▶ _Try it_
Extract the text of every entry below exactly; leave images out.

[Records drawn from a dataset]
***
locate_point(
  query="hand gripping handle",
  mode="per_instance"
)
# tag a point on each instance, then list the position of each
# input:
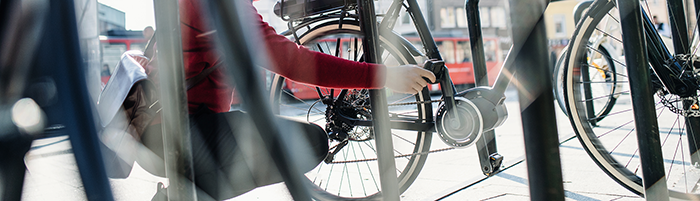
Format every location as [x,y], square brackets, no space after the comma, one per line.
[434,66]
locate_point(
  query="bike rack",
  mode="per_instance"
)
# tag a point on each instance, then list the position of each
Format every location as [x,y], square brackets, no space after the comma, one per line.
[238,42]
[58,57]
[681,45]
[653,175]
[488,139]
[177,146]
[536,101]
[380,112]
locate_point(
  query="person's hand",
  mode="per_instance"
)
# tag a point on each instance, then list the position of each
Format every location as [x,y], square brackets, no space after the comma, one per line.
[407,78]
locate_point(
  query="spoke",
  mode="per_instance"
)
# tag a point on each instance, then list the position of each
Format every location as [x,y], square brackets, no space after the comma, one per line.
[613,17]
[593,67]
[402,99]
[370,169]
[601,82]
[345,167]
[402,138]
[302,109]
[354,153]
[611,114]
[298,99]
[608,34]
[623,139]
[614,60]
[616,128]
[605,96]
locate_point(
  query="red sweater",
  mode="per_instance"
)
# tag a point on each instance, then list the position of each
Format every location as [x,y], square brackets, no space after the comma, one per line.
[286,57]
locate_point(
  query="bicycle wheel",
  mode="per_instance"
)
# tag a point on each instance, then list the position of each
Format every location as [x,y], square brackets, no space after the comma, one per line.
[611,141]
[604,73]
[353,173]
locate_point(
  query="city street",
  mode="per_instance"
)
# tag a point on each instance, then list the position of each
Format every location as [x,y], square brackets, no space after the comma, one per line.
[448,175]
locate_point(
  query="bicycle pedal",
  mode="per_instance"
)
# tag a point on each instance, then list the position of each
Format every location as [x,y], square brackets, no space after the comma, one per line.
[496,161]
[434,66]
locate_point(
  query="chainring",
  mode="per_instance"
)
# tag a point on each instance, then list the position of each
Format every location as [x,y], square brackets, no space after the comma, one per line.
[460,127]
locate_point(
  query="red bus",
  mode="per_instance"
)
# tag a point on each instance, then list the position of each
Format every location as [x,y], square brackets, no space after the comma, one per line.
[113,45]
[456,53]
***
▶ _Exercise result_
locate_point(
  query="hand gripping handle",
  mode="per_instance"
)
# tag a point on each instance, then list the position of each
# input:
Format every location as [x,y], square brackets, no space after the comma, one per line.
[434,66]
locate_point(
  query="bike rack",
  mode="per_instance"
)
# tag a point on each instance, then list the position of each
Format every location as [x,y], square brackets, no space after the comma, one per line.
[238,42]
[58,57]
[681,45]
[653,175]
[488,139]
[177,146]
[536,101]
[380,112]
locate_point(
  query="person's hand",
  mode="per_instance"
)
# tag a point on each instance, then list the position of each
Format every location as [x,y], square brackets, no space after the comma, one per line.
[407,78]
locate_point(
  query="spoke",
  mode="per_instance"
)
# tag a point on each instance, then list the position of each
Format every location as [x,y], square brackets, no space after the comma, one per line.
[613,17]
[593,67]
[402,99]
[370,169]
[601,82]
[345,167]
[402,138]
[302,109]
[354,153]
[611,114]
[298,99]
[608,34]
[623,139]
[614,60]
[616,128]
[605,96]
locate_point(
  query="red sweater",
  mode="per_instance"
)
# tag a point on each instance, then list the position of each
Format every location as [x,y], square brackets, no space after the comma, one per line.
[286,57]
locate_point(
  query="bicycle wheel",
  mode="per_instance"
)
# tag a point on each instance, then list the position of each
Format every location as [x,y], square brackets, no space after the comma, one per line.
[611,141]
[604,73]
[353,173]
locate_point(
  query="city street",
  mode="per_instance"
)
# tag a point on each instance, then list the position of each
Format every location as [x,y], square brackets, no space after the comma, one per line.
[448,175]
locate_point(
  query="bicycle pedal",
  mode="per_instance"
)
# tag a point on each instance, then list the position of each
Format every location as [x,y], square brackets, no space after the comma, one per line.
[496,161]
[434,66]
locate_point(
  query="chainring",
  mode="per_instance"
)
# tag a point on each instance, then list the position of each
Format every location as [x,y], square brackets, no space after the comma, one per line.
[460,127]
locate_point(
  query="red bus",
  mode="per_instance"
)
# tag a point on each instance, then list the position of each
Format every location as [x,y], square brackets, no space after the comma, one per line.
[113,45]
[456,53]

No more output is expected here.